Copy the passage on software development processes word for word, between "In my own impression" and "something like Agile.", inclusive.

__GIVEN PASSAGE__.
**********

In my own impression from the side of software engineering (i.e. the whole discipline rather than just "coding") this kind of thing is pretty common:

  • Start with ad-hoc software development with lots of confusion, redundancy, inneficient "we'll figure it out as when we get there" and so on.
  • To improve on this somebody really thinks things through and eventually a software development process emerges, something like Agile.
  • There are lots of good reasons for every part of this processes but naturally sometimes the conditions are not met and certain parts are not suitable for use: the whole process is not and can never be a one size fits all silver bullet because it's way to complex and vast a discipline for that (if it wasn't you wouldn't need a process to do it with even the minimum of efficency).
  • However most people using it aren't the "grand thinkers" of software engineering - software architect level types with tons of experience and who thus have seen quite a lot and know why certain elements of a process are as they are, and hence when to use them and when not to use them - and instead they're run-of-the-mill, far more junior software designers and developers, as well as people from the management side of things trying to organise a tech-heavy process.

So you end up with what is an excellent process when used by people who know that each part tries to achieve, what's the point of that and when is it actually applicable, being used by people who have no such experience and understanding of software development processes and just use it as one big recipe, blindly following it with no real understanding and hence often using it incorrectly.

**********

__SUPPLIED MATERIAL__.
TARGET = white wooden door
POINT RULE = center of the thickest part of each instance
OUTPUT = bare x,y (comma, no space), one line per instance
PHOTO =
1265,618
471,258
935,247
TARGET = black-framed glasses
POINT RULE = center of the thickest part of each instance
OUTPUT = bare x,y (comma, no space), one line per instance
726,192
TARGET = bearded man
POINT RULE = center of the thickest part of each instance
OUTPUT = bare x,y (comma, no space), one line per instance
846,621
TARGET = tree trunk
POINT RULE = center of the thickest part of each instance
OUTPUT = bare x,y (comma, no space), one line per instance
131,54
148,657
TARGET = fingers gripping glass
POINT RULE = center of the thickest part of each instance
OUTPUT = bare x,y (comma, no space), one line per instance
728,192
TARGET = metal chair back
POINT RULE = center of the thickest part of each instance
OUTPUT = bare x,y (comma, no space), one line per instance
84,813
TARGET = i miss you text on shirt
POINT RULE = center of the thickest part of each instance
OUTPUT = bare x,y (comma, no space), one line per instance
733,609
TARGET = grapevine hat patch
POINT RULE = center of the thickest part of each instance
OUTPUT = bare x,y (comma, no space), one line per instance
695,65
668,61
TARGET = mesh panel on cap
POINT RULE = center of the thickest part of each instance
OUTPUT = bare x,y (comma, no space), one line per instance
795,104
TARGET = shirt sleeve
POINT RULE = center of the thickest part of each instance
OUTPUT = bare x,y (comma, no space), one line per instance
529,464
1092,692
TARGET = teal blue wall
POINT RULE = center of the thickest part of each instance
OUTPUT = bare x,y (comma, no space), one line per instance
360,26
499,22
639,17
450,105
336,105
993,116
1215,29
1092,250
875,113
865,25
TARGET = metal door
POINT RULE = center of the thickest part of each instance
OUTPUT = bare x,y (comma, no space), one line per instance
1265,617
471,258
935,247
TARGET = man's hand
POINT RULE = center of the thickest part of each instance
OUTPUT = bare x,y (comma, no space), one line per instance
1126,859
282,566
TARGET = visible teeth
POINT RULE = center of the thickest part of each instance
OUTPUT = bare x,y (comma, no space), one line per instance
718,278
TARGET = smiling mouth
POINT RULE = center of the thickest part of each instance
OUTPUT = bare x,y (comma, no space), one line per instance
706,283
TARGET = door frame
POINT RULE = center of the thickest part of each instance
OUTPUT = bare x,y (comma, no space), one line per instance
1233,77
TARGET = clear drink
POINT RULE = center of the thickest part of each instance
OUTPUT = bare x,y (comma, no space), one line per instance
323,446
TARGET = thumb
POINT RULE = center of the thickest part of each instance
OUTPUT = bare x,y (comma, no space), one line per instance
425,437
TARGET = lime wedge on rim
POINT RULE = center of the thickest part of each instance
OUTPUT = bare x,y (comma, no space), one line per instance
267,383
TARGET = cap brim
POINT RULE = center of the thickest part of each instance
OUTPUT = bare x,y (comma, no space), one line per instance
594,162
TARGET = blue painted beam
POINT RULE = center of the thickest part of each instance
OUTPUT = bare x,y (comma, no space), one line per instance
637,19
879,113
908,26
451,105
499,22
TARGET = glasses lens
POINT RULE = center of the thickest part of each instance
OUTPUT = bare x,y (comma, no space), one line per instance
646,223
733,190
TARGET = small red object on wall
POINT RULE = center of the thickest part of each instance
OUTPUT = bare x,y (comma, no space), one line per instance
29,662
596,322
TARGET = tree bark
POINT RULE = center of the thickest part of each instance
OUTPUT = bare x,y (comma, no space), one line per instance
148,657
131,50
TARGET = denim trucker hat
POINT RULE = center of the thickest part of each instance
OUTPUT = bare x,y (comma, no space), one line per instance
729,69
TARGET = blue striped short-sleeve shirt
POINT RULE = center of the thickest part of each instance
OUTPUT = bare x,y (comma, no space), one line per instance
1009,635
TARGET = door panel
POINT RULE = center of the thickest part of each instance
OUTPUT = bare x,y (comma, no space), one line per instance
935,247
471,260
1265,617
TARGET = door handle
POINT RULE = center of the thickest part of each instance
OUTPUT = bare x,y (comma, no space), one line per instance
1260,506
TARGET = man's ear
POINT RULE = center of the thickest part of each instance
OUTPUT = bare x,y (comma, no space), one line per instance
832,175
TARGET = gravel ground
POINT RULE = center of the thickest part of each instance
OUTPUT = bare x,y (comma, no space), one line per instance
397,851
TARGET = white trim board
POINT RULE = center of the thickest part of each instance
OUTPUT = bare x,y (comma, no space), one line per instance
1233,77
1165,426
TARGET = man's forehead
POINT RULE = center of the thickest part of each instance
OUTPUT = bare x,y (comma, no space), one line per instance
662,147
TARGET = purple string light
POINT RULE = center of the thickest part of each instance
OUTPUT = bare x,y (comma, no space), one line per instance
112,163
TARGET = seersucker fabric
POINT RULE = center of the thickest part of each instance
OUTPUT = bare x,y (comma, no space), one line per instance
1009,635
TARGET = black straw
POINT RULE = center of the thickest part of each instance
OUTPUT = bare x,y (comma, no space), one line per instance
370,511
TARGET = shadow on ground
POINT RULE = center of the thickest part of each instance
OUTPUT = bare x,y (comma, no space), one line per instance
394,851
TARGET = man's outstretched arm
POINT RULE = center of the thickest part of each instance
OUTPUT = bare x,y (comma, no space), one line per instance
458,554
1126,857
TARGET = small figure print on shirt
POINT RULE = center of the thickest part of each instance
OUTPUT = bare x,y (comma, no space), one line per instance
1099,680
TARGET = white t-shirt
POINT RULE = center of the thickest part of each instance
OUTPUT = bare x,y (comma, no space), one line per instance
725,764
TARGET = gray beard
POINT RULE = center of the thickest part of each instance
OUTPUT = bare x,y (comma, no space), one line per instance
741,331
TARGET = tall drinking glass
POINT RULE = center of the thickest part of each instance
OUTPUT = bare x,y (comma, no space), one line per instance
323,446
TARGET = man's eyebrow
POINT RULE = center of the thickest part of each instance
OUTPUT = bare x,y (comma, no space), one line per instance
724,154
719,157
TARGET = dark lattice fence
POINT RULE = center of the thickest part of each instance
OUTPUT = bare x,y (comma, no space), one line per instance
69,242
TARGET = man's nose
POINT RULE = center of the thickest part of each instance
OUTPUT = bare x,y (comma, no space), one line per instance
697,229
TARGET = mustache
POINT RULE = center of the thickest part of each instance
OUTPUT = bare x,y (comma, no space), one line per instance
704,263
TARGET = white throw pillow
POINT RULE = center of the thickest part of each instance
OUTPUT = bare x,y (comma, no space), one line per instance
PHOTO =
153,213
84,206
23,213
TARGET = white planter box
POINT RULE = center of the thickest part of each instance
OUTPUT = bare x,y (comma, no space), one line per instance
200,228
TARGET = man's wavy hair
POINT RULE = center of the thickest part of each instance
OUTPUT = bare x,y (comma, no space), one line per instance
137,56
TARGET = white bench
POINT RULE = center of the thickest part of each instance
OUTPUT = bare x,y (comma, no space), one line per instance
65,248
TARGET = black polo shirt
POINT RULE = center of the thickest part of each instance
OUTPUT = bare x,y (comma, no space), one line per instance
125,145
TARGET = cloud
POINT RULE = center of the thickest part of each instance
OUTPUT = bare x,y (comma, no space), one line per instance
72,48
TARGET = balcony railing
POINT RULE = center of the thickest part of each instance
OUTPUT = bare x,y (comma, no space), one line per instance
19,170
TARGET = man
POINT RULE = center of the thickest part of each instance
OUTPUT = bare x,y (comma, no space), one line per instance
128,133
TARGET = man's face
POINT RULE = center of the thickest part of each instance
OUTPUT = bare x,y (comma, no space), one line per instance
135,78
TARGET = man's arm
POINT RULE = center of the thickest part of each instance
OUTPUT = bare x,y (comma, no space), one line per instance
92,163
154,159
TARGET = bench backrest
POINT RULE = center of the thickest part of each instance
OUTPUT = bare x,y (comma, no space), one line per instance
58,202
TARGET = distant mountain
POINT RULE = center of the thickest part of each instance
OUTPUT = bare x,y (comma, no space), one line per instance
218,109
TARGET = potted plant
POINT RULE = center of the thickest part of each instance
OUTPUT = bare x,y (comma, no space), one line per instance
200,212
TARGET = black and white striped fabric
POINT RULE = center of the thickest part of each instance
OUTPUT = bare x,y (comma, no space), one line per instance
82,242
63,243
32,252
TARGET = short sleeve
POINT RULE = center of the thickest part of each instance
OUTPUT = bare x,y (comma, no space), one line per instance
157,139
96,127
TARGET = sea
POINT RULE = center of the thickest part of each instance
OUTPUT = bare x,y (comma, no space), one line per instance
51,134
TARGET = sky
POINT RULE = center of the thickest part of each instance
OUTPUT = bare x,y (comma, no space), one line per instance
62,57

**********

__ANSWER SECTION__.
In my own impression from the side of software engineering (i.e. the whole discipline rather than just "coding") this kind of thing is pretty common:

  • Start with ad-hoc software development with lots of confusion, redundancy, inneficient "we'll figure it out as when we get there" and so on.
  • To improve on this somebody really thinks things through and eventually a software development process emerges, something like Agile.